# Stated goal
Count the lines below that contain the string "wall". Matching is case-sensitive; output the count alone.
— Begin —
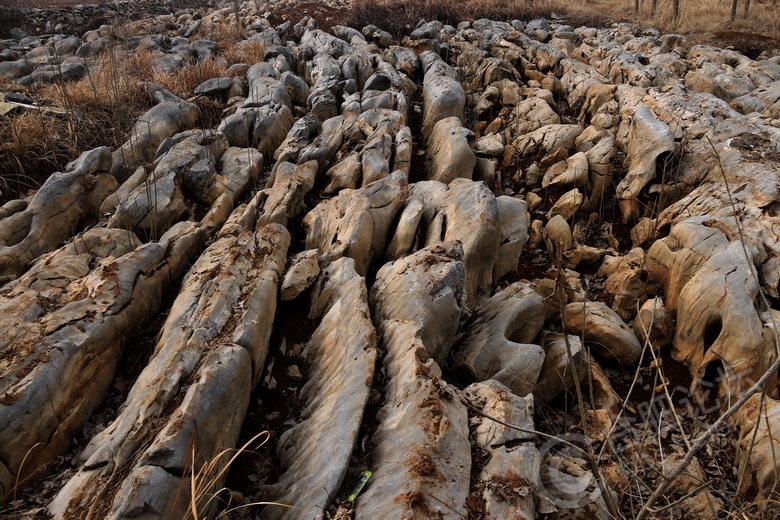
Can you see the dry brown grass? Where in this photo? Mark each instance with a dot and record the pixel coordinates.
(695, 17)
(101, 109)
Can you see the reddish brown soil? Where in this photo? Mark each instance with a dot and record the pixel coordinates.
(50, 4)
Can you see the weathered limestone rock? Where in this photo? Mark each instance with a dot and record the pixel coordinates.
(422, 455)
(571, 172)
(341, 356)
(497, 344)
(80, 304)
(498, 401)
(426, 287)
(465, 211)
(238, 170)
(711, 285)
(170, 116)
(532, 114)
(610, 338)
(263, 128)
(186, 171)
(626, 281)
(512, 474)
(288, 185)
(450, 153)
(557, 237)
(356, 223)
(513, 222)
(203, 343)
(443, 95)
(567, 205)
(559, 372)
(55, 212)
(648, 139)
(547, 140)
(654, 323)
(301, 274)
(600, 172)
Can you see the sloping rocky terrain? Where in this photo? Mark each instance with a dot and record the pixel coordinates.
(509, 269)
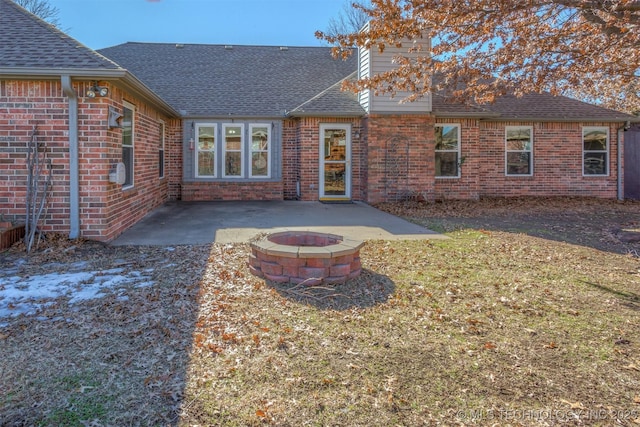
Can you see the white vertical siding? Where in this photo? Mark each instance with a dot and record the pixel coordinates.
(371, 62)
(364, 70)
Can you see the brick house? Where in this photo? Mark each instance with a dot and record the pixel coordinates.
(132, 126)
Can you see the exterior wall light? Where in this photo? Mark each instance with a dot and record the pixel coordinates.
(96, 90)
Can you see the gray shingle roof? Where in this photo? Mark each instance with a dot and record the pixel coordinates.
(250, 81)
(544, 106)
(26, 41)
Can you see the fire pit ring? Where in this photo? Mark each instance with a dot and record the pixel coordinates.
(306, 257)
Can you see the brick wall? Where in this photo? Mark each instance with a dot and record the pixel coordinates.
(400, 157)
(219, 190)
(308, 133)
(290, 159)
(105, 210)
(557, 158)
(468, 185)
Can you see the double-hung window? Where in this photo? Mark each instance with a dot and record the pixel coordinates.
(595, 151)
(206, 150)
(234, 150)
(447, 150)
(519, 150)
(260, 149)
(128, 114)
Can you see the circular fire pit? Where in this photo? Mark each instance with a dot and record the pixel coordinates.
(306, 257)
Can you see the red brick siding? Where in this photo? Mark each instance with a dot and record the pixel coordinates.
(557, 157)
(400, 157)
(467, 186)
(290, 159)
(209, 191)
(105, 210)
(309, 152)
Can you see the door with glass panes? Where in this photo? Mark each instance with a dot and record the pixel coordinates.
(335, 162)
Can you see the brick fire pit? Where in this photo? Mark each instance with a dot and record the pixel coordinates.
(306, 257)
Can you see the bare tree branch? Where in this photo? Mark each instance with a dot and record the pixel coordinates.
(583, 48)
(42, 9)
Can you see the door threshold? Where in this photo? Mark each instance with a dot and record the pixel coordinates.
(329, 201)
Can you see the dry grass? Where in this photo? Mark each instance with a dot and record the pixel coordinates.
(492, 327)
(486, 322)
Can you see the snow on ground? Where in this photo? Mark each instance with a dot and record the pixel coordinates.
(27, 295)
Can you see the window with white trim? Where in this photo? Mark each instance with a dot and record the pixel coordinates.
(234, 150)
(447, 150)
(519, 150)
(595, 150)
(260, 147)
(128, 114)
(206, 150)
(161, 151)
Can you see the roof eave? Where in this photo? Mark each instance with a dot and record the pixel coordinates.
(119, 77)
(613, 119)
(466, 115)
(293, 114)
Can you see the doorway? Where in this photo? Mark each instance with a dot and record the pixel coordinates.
(632, 163)
(335, 162)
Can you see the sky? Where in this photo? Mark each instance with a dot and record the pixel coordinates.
(103, 23)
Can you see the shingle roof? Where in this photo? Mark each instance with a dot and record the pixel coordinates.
(529, 107)
(26, 41)
(332, 101)
(544, 106)
(252, 81)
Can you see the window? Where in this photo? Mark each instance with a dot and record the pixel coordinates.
(447, 151)
(519, 150)
(206, 151)
(234, 150)
(595, 150)
(127, 143)
(260, 141)
(161, 152)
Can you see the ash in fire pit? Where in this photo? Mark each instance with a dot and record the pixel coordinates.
(306, 257)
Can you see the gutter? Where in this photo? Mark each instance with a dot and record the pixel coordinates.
(119, 77)
(74, 171)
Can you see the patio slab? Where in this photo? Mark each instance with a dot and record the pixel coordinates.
(185, 223)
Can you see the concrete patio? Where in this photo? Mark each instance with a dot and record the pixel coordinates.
(182, 223)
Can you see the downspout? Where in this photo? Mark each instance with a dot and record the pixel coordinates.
(74, 188)
(621, 131)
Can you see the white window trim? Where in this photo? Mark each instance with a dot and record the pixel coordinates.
(132, 107)
(459, 151)
(214, 149)
(225, 126)
(507, 151)
(268, 151)
(607, 160)
(348, 166)
(163, 131)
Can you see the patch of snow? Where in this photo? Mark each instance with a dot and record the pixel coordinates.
(28, 295)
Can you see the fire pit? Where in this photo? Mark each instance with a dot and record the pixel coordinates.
(306, 257)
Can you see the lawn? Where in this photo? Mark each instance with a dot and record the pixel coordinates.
(491, 327)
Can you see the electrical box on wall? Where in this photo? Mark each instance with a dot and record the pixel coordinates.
(118, 175)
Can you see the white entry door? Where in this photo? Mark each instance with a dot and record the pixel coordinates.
(335, 161)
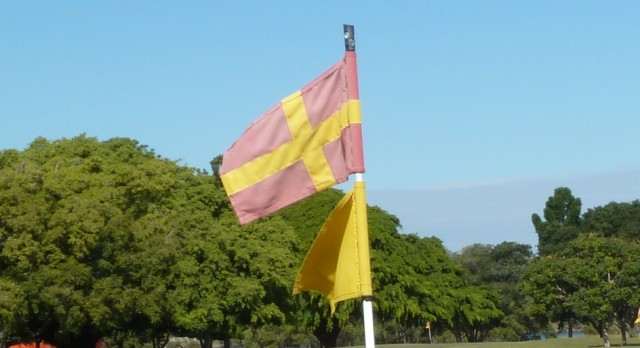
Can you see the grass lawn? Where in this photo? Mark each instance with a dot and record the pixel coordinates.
(575, 342)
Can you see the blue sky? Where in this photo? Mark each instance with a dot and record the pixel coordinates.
(473, 111)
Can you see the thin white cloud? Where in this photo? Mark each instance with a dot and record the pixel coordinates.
(493, 212)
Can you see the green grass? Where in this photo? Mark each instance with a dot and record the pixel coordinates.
(576, 342)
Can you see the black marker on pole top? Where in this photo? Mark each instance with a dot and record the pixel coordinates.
(349, 38)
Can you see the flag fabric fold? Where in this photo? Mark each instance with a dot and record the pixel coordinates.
(337, 263)
(308, 142)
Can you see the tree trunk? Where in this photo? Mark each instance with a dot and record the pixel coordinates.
(206, 342)
(623, 332)
(570, 327)
(605, 336)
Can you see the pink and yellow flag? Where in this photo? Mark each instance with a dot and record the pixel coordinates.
(337, 263)
(308, 142)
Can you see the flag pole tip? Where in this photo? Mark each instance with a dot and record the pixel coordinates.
(349, 38)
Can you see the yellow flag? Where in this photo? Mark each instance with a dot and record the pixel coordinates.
(338, 263)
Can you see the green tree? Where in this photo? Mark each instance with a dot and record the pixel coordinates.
(613, 220)
(500, 268)
(562, 220)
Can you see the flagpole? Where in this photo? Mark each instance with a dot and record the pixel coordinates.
(361, 205)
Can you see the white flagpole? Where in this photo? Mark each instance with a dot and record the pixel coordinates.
(361, 210)
(367, 301)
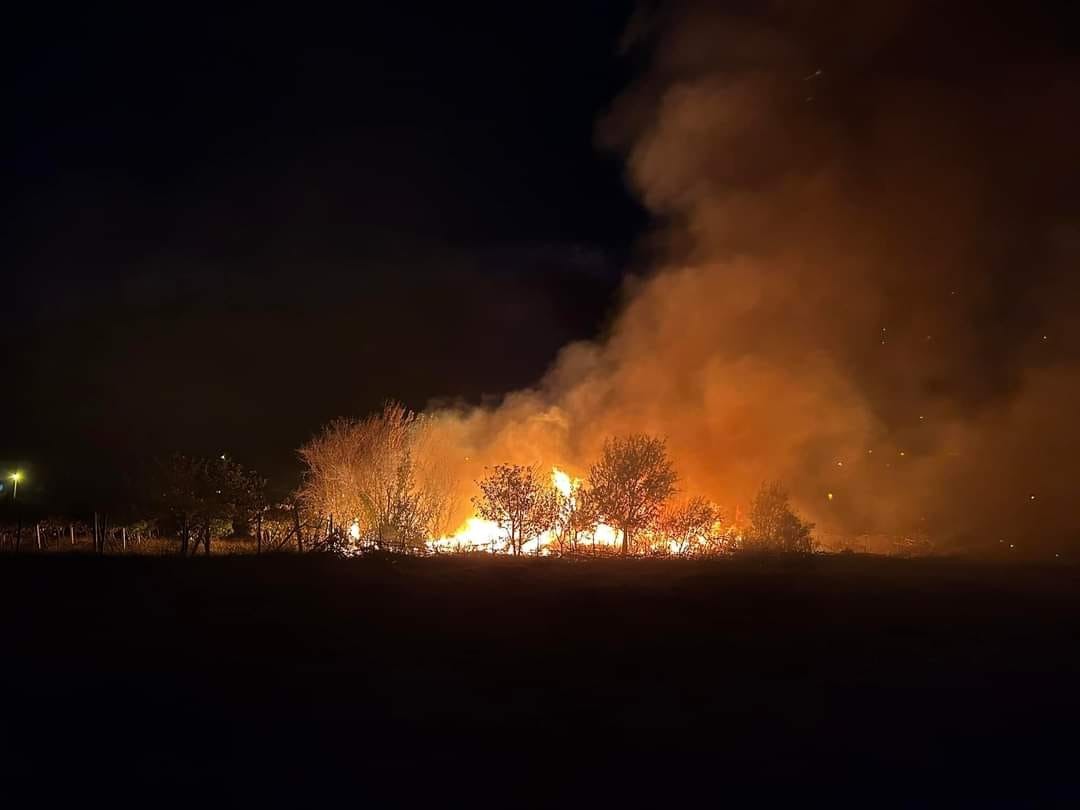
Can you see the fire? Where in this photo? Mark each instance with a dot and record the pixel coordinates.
(476, 534)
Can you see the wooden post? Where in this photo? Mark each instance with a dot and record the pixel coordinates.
(296, 521)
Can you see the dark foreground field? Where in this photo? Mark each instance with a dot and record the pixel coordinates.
(541, 682)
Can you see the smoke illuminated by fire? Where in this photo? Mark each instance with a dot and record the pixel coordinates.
(476, 534)
(860, 281)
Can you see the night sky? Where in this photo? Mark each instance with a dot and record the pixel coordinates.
(220, 235)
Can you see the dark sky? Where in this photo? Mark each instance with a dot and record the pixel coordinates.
(221, 237)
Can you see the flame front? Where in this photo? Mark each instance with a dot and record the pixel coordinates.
(476, 534)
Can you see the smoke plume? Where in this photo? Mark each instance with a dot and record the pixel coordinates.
(863, 277)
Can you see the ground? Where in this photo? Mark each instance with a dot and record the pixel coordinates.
(542, 680)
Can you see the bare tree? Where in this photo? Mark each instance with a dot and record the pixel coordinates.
(631, 482)
(688, 524)
(204, 497)
(773, 524)
(576, 515)
(385, 473)
(518, 501)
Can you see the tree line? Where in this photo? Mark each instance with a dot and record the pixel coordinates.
(386, 483)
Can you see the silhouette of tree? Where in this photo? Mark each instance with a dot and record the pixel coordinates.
(773, 524)
(576, 515)
(518, 501)
(631, 482)
(383, 473)
(689, 525)
(205, 497)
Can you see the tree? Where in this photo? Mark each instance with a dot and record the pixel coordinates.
(520, 502)
(631, 482)
(205, 497)
(576, 514)
(386, 473)
(689, 522)
(774, 526)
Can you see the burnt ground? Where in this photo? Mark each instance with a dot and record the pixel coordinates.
(541, 682)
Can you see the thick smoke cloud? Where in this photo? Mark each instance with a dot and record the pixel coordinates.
(865, 252)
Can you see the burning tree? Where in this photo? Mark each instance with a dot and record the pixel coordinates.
(382, 475)
(518, 501)
(205, 497)
(631, 483)
(773, 524)
(576, 514)
(689, 523)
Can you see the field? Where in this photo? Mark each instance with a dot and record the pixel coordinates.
(542, 680)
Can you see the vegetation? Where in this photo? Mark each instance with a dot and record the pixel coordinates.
(518, 501)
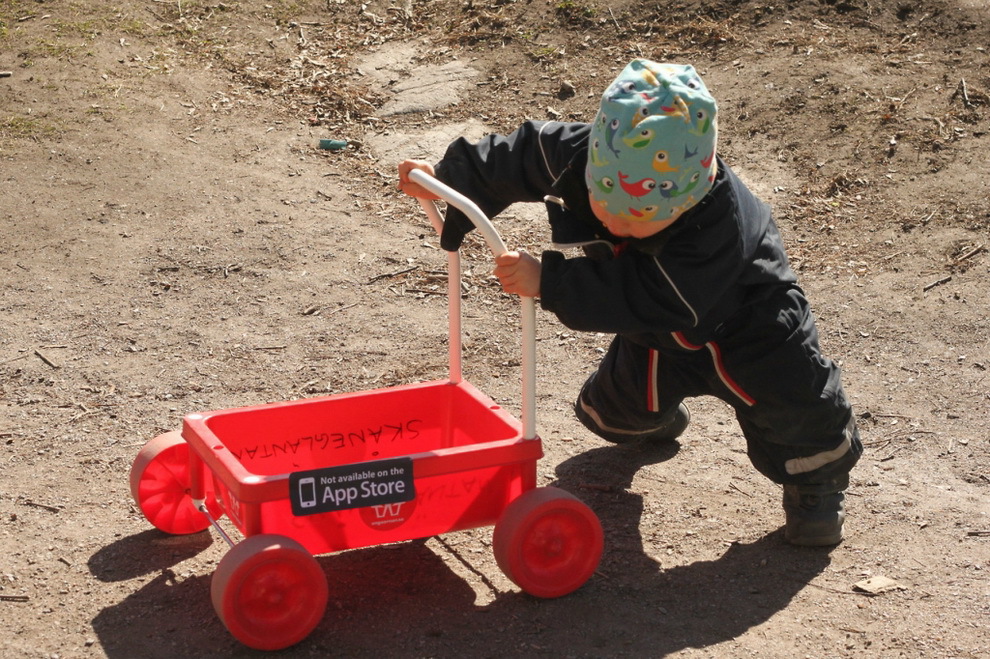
— End —
# Written response
3